◆ **Data records**
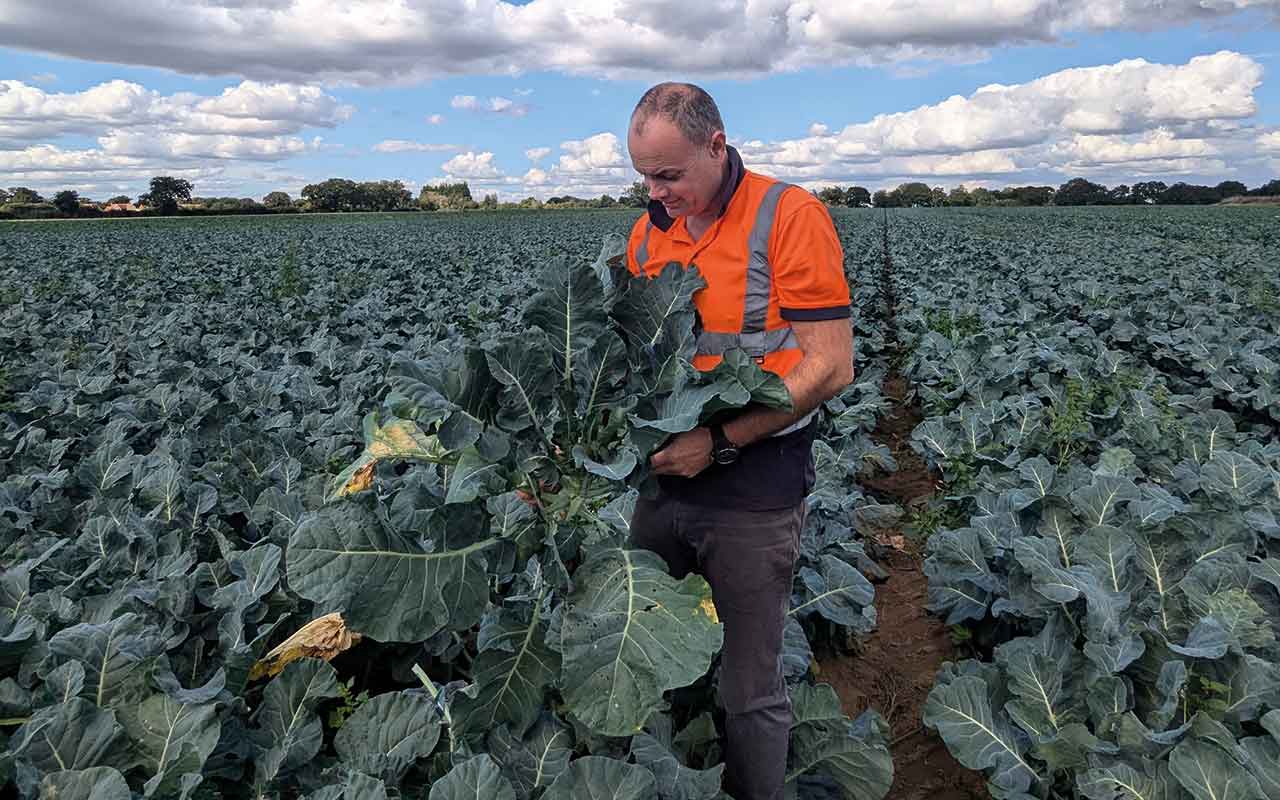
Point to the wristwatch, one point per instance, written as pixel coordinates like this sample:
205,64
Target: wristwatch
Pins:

* * *

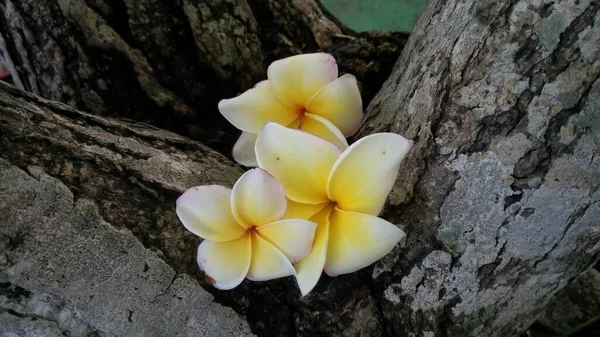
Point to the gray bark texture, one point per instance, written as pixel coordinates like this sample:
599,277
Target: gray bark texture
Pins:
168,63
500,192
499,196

--

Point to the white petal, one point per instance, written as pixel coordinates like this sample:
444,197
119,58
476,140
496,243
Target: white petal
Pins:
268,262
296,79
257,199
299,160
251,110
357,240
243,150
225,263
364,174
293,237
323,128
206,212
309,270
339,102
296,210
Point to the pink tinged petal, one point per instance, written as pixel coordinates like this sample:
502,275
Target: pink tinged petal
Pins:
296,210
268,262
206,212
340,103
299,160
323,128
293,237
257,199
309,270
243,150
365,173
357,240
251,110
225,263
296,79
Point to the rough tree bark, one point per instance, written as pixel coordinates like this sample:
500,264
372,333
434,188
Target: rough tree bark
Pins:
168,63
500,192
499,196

◆ **What you will do**
List each line of the material above that contains the word "gray", copying every such line in full.

◆ **Exercise answer**
Point to the gray bark texture, one point per instance, written as pixel coordinates like this sample:
Target: gray bark texture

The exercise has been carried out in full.